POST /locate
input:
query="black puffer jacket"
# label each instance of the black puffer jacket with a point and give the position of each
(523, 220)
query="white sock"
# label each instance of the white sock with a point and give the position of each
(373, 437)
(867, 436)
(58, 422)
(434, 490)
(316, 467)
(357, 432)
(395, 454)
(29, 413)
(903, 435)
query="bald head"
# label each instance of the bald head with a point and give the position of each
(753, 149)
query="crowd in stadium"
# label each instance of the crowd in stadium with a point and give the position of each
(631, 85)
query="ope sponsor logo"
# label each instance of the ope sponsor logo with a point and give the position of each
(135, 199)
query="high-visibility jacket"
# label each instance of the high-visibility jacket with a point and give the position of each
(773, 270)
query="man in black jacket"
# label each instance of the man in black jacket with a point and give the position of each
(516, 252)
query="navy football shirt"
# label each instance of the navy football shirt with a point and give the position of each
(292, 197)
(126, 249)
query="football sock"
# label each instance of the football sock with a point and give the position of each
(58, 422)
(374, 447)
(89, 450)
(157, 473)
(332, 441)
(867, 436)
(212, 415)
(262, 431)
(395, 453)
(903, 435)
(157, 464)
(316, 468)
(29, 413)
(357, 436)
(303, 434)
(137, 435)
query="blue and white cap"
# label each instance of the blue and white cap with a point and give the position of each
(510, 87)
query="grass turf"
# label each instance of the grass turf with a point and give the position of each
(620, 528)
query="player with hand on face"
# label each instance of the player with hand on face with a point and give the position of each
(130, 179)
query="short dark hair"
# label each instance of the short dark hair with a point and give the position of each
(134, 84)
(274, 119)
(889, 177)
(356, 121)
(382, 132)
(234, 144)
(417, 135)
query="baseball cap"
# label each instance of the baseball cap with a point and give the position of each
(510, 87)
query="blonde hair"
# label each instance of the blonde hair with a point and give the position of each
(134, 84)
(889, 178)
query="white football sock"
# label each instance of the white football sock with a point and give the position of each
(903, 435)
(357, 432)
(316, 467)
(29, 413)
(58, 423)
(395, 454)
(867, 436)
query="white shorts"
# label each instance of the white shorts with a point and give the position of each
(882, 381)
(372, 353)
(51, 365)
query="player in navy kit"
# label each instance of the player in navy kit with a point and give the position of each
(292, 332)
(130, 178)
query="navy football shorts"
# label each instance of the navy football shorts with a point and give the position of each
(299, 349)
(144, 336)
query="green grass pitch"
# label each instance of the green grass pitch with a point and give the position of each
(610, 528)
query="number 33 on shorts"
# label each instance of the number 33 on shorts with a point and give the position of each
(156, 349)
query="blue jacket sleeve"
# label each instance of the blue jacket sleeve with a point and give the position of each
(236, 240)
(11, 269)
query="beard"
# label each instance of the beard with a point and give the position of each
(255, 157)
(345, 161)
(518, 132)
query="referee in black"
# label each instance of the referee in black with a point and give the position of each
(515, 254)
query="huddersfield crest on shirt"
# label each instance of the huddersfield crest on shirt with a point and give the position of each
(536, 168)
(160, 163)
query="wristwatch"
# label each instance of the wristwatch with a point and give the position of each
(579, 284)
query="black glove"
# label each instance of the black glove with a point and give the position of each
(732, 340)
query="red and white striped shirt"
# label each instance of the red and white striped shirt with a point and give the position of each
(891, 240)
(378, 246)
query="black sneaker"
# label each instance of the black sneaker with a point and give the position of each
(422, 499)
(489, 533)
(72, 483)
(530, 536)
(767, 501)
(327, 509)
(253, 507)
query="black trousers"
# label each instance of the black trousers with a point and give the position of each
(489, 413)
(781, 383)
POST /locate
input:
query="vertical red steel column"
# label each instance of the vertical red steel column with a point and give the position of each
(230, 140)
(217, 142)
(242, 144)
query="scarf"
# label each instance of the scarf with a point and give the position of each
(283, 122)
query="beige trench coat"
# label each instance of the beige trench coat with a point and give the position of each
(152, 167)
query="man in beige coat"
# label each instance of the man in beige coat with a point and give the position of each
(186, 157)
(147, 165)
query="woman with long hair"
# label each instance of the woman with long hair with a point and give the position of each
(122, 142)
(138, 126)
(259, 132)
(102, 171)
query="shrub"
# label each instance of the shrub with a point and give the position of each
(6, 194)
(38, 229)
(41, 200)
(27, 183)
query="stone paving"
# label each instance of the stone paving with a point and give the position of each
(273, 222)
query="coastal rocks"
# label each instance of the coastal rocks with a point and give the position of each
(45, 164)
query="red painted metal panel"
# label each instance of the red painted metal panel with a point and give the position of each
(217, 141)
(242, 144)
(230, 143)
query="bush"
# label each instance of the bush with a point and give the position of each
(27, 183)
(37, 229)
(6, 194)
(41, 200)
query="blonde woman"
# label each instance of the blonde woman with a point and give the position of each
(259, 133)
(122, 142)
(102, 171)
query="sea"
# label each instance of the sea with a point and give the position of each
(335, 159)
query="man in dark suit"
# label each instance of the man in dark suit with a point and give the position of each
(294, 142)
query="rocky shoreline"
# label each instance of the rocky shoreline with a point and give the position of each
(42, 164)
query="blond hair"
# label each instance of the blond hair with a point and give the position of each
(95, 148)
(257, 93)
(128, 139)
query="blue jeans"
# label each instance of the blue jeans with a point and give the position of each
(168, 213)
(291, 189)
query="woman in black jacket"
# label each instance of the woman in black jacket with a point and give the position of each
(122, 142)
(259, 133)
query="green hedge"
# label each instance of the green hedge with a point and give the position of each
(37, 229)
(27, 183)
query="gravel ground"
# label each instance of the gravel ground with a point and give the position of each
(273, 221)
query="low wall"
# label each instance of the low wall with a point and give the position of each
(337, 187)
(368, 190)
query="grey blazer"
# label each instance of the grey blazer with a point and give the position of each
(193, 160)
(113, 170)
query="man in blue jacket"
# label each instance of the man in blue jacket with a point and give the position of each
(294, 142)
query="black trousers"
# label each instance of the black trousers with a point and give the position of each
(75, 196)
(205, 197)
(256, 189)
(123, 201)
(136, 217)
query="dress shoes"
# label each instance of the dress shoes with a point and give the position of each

┄┄┄┄┄┄┄┄┄┄

• WRITTEN REQUEST: Return the listing above in its exact form.

• TASK OUTPUT:
POST /locate
input:
query="black puffer jacket"
# label each instance of the black puffer jacket with a point and give the position of each
(523, 220)
query="white sock"
# label each instance of the white sock with a point and give the position of each
(373, 437)
(867, 436)
(58, 422)
(434, 490)
(316, 467)
(357, 432)
(395, 454)
(29, 413)
(903, 435)
query="bald head"
# label each instance of the bald head with a point and give the position of each
(753, 149)
query="crowd in stadium"
# label each instance of the crowd in stadium with a point and give the position of each
(631, 85)
query="ope sponsor logo"
# label each instance of the ope sponsor logo with a point and give the position of each
(135, 199)
query="high-visibility jacket"
# label each instance of the high-visibility jacket with a point and give the position of each
(773, 270)
query="man in black jacket"
# label each instance of the man in black jacket with a point and give the position of each
(516, 252)
query="navy football shirt"
# label each instance of the navy football shirt with a point and give the position of each
(292, 197)
(126, 249)
query="football sock"
# label each instance of the football sock with a point and give the position of each
(58, 422)
(374, 447)
(89, 450)
(157, 473)
(332, 441)
(867, 436)
(212, 415)
(262, 431)
(395, 453)
(903, 435)
(157, 464)
(316, 468)
(29, 413)
(357, 436)
(303, 434)
(137, 435)
query="blue and white cap"
# label each instance of the blue and white cap with a point and give the position of each
(510, 87)
query="grass turf"
# label each instance of the grass turf with a point and give the position of each
(620, 528)
query="player with hand on face"
# label each instance of the player with hand on face with a point and give the position of each
(130, 179)
query="short dark hair"
# label each instance of the short dark hair with a point and give the position of each
(134, 84)
(274, 119)
(889, 177)
(356, 121)
(382, 132)
(234, 144)
(417, 135)
query="baseball cap"
# label each instance of the baseball cap with a point and give the position of each
(510, 87)
query="blonde hair"
# label each instance of the blonde hair with a point and give the position of each
(134, 84)
(889, 178)
query="white football sock"
# label each instance of the white football sock with a point and give the position of each
(903, 435)
(357, 432)
(316, 467)
(29, 413)
(58, 423)
(395, 454)
(867, 436)
query="white shorts"
# label each instance of the white shorts with a point and give the position of each
(882, 381)
(372, 353)
(51, 365)
query="player in navy kit"
# label each instance of the player in navy kit with a point and give the position of each
(292, 332)
(130, 178)
query="navy football shorts"
# label each instance of the navy football shorts with a point and give the position of each
(299, 349)
(144, 336)
query="green grass pitch"
# label each instance of the green grass pitch with a point and give the position of each
(610, 528)
query="number 33 on shorts"
# label each instance of the number 33 on shorts with a point and give the position of each
(156, 349)
query="blue jacket sleeve"
# label each instance of the blue jacket sleeve with a point and give the position of each
(236, 240)
(11, 269)
query="beard"
# label each instance of the beard with a point and give the position of each
(255, 157)
(345, 161)
(518, 132)
query="referee in black"
# label each instance of the referee in black with a point and give the position of each
(515, 254)
query="huddersfield crest on shirt"
# label each instance of the huddersfield crest on shirt with a point and give the position of each
(536, 168)
(160, 163)
query="wristwatch"
# label each instance of the wristwatch with a point and give the position of each
(579, 284)
query="black glove"
# label each instance of the black glove with a point and give the position of each
(732, 340)
query="red and white striped shirt"
# label each instance of the red and white striped shirt with a point and give the position of each
(891, 240)
(378, 246)
query="black sneaker"
# label each instance of the black sneaker with a point and give the position of each
(422, 499)
(489, 533)
(72, 483)
(530, 536)
(767, 501)
(327, 509)
(253, 507)
query="black trousers"
# label each instance of the black trousers with a point and give the position of each
(489, 413)
(781, 383)
POST /locate
input:
query="vertical red steel column"
# label each instance of the vertical red steel column with a point and give the position of each
(230, 140)
(217, 142)
(242, 144)
query="scarf"
# label each instance of the scarf with a point and give the position of each
(283, 122)
query="beige trench coat"
# label each instance of the beige trench coat with a point and give the position of each
(152, 167)
query="man in beige coat"
# label each instance of the man in beige coat with a point and give the position of each
(186, 157)
(147, 165)
query="woman with long hair"
# label each instance of the woman with long hair with a point and give the position of each
(122, 142)
(138, 126)
(259, 132)
(102, 171)
query="shrub"
# label each instance of the shrub with a point and give the position of each
(6, 194)
(38, 229)
(41, 200)
(27, 183)
query="stone paving"
# label each instance of the stone paving with a point and give the position of each
(273, 222)
query="coastal rocks"
# label each instance of the coastal rocks with a point and give the position of each
(45, 164)
query="red painted metal panel"
# label each instance of the red painted metal panel with a point and give the position of each
(217, 141)
(242, 144)
(230, 143)
query="bush"
# label each instance of the bush with a point and give the position of each
(27, 183)
(37, 229)
(6, 194)
(41, 200)
query="blonde woman"
# label each instance of the blonde woman with a point and give the position of each
(259, 133)
(122, 142)
(102, 171)
query="sea"
# label each instance of the sea with a point and give the position of each
(335, 159)
query="man in dark suit"
# label each instance of the man in dark suit with a point and give the position of each
(294, 142)
query="rocky shoreline"
# label each instance of the rocky shoreline with a point and give the position of each
(42, 164)
query="blond hair"
# label each instance of the blond hair with a point and give the position of each
(95, 148)
(257, 93)
(128, 139)
query="blue jeans"
# label each instance of the blue jeans with a point and give the position of each
(168, 213)
(291, 189)
query="woman in black jacket"
# label each instance of the woman in black jacket with a point and give the position of each
(122, 142)
(259, 133)
query="green hedge"
# label each instance of the green hedge with a point and give the position of each
(37, 229)
(27, 183)
query="gravel ground"
# label each instance of the gravel ground with a point and give the position of each
(273, 221)
query="low wall"
# label each instance of the low wall with a point and give the position of each
(337, 187)
(368, 190)
query="grey blazer"
# label each instance of the grey blazer with a point and give the position of each
(193, 160)
(113, 170)
query="man in blue jacket"
# label each instance of the man in blue jacket with a point and give the position of each
(294, 142)
query="black trousers"
# label each instance of the black trousers with a point and give the position of each
(75, 196)
(205, 197)
(256, 189)
(123, 201)
(136, 217)
query="dress shoes"
# label each instance of the dress shoes with a point and give the position of each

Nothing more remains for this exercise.